- _AIM OF THE EXERCISE_
From the post on health myths of musicians, extract verbatim the span from "5 Health Myths" to "the only alternative.".

- _DOCUMENT PASSAGE_
Diana Rumrill, PT. Physical therapy & more for musicians
January 2, 2010

5 Health Myths of Musicians

1. More is better. Practice until it hurts. You need repetition and drills to really get the piece into your system.

Consider this thought: There are many ways of learning, including listening, visualization from a first-person or a third person perspective, improvising in the chord/rhythm/style of the passage, and alternating activities or passages, as well as repetition of the same passage in the same way again and again.

2. If it gets really bad you should stop altogether and lose all work on your instrument. Complete rest is the only alternative.

See #1 above.

3. Playing should feel hard for you to know you’re getting something done.

Consider this thought: The body communicates through feelings. If you don’t listen to your child as they say, “I’m having fun”, “I’m hungry”, “I’m upset”, or “My stomach hurts, I’m so hungry”, they will start screaming for your attention.

- _DATA SECTION_
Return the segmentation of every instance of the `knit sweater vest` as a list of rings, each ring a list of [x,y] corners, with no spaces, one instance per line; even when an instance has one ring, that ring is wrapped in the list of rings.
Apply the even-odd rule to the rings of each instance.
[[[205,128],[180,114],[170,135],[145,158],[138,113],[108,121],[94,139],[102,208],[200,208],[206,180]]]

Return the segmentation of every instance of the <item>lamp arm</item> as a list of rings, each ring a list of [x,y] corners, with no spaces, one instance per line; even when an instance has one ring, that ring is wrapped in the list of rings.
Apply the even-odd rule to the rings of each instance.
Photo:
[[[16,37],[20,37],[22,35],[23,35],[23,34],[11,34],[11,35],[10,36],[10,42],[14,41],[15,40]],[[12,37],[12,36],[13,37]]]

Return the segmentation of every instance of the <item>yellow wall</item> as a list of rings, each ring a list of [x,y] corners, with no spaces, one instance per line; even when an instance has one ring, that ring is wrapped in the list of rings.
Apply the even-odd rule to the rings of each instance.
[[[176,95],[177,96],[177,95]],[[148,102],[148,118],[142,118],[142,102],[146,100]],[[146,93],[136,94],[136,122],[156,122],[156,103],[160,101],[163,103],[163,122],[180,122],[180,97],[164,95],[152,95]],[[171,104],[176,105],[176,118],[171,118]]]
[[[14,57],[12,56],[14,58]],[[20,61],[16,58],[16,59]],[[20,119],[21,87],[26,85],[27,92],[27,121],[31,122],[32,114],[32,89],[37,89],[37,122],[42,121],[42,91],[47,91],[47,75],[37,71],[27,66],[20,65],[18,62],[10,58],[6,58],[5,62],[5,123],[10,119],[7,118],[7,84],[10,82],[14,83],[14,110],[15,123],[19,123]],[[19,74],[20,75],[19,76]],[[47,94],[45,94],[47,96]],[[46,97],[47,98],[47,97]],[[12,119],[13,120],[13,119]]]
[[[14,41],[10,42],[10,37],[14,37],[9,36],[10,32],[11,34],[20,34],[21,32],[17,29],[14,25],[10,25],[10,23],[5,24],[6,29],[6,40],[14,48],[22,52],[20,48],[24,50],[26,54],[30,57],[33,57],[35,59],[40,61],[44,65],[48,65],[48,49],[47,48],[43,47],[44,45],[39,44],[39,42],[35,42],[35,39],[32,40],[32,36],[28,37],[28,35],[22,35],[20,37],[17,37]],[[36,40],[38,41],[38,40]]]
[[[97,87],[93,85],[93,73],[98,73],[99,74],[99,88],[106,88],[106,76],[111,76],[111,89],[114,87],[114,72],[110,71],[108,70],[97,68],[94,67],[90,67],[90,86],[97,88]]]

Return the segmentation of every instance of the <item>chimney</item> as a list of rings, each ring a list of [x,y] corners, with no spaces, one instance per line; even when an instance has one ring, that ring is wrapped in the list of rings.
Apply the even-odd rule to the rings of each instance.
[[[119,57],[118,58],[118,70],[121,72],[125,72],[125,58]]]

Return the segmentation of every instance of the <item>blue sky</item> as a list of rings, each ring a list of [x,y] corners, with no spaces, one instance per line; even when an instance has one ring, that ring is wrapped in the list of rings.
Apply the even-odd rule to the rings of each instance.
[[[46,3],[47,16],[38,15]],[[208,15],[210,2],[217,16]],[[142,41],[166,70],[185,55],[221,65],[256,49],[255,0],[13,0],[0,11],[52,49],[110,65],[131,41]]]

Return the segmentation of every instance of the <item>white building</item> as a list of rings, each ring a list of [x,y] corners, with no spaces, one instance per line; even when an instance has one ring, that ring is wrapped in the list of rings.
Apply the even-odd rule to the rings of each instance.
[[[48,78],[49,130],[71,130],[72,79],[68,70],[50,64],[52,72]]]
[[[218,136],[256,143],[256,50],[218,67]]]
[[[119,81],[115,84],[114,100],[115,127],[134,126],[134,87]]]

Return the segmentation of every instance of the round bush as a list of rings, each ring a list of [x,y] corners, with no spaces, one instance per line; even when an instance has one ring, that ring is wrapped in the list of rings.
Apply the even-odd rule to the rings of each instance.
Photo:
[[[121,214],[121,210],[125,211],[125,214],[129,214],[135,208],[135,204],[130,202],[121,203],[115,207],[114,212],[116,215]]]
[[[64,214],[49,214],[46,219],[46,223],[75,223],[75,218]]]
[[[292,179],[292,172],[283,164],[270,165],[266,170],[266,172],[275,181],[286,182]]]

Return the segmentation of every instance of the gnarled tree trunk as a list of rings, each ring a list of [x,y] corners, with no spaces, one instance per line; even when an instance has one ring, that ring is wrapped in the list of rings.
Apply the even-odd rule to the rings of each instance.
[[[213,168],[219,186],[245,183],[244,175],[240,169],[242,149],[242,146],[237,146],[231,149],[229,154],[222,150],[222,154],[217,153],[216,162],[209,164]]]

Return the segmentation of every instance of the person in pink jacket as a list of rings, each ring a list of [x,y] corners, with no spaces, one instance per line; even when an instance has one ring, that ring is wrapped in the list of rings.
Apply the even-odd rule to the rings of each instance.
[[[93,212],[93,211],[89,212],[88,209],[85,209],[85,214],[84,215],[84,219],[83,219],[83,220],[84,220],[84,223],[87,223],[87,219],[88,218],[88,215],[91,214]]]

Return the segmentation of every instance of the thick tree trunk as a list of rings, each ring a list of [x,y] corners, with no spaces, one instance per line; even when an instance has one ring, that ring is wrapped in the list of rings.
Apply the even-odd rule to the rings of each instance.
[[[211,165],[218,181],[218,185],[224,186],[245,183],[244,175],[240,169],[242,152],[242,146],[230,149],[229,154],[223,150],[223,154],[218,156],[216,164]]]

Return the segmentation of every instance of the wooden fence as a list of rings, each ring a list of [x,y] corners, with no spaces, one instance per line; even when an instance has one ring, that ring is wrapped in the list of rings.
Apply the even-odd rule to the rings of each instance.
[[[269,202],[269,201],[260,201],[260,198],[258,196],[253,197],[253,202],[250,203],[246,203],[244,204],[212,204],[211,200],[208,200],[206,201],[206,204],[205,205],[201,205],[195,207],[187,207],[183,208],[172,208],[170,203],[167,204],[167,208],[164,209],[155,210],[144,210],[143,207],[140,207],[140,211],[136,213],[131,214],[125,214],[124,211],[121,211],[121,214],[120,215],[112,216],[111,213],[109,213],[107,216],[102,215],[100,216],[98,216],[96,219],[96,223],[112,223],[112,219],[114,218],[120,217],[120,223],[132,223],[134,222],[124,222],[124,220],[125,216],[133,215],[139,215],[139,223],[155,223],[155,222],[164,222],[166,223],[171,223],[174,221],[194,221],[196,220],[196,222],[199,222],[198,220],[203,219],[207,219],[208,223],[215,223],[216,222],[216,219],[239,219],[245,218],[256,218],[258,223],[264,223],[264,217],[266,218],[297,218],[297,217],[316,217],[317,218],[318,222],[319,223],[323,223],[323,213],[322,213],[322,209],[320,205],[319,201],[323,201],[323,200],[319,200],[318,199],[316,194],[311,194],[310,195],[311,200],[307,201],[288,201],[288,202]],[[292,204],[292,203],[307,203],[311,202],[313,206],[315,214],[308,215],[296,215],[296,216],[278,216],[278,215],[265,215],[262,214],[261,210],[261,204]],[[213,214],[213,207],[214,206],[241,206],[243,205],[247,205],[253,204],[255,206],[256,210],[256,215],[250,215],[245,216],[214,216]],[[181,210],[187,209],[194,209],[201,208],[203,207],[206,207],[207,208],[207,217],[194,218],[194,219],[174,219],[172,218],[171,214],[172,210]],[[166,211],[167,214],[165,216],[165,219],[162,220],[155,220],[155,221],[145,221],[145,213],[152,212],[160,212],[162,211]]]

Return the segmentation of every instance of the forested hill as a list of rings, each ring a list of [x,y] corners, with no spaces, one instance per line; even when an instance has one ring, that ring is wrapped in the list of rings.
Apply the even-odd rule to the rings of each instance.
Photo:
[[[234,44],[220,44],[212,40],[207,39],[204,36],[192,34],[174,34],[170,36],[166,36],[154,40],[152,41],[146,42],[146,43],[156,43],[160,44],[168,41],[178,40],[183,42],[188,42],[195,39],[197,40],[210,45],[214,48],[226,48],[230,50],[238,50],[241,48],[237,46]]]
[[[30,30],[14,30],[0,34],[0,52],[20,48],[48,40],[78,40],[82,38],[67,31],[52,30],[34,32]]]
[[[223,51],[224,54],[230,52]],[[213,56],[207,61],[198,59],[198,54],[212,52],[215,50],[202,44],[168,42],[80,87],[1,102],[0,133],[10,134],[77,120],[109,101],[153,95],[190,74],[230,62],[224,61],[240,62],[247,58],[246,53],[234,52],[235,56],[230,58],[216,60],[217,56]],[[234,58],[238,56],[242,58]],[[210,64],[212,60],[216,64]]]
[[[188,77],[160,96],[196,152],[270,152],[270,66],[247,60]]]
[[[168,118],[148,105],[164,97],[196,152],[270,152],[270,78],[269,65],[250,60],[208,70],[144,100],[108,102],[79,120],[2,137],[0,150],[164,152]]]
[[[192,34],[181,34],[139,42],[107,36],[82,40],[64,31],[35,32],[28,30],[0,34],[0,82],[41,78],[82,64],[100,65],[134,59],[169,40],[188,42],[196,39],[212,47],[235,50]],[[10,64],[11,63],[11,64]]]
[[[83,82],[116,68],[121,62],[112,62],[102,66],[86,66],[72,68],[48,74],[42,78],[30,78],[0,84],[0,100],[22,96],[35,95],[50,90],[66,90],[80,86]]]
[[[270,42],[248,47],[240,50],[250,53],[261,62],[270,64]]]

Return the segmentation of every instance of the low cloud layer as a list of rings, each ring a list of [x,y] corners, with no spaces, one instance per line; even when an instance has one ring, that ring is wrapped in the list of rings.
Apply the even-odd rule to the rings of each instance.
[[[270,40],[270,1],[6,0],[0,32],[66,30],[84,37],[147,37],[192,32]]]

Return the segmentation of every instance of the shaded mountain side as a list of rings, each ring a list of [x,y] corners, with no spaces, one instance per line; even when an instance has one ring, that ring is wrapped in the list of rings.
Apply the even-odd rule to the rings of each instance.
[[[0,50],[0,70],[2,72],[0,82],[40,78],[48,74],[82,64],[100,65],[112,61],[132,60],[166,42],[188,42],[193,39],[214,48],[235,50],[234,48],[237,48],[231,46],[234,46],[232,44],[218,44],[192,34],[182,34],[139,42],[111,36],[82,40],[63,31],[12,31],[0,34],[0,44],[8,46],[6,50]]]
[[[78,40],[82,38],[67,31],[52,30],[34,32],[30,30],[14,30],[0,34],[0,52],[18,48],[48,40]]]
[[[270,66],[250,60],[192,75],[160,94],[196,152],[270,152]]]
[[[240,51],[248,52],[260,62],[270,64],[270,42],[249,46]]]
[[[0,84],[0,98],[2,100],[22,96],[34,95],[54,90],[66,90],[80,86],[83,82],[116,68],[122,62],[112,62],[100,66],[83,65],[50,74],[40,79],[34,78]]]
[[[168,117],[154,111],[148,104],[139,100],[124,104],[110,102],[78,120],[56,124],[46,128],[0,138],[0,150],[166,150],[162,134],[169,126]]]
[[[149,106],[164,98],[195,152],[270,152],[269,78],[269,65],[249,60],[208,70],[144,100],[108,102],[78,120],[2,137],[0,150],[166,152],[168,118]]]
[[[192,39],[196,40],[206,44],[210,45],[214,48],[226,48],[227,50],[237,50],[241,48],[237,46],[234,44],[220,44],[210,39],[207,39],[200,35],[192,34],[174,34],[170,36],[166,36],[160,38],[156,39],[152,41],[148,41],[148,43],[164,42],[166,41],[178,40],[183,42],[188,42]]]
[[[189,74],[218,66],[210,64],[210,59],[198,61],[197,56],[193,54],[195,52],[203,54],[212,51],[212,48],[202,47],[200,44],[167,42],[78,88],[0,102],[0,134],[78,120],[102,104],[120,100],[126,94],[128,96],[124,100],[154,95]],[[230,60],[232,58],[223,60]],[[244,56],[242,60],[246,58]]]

- _ANSWER TO THIS EXERCISE_
5 Health Myths of Musicians

1. More is better. Practice until it hurts. You need repetition and drills to really get the piece into your system.

Consider this thought: There are many ways of learning, including listening, visualization from a first-person or a third person perspective, improvising in the chord/rhythm/style of the passage, and alternating activities or passages, as well as repetition of the same passage in the same way again and again.

2. If it gets really bad you should stop altogether and lose all work on your instrument. Complete rest is the only alternative.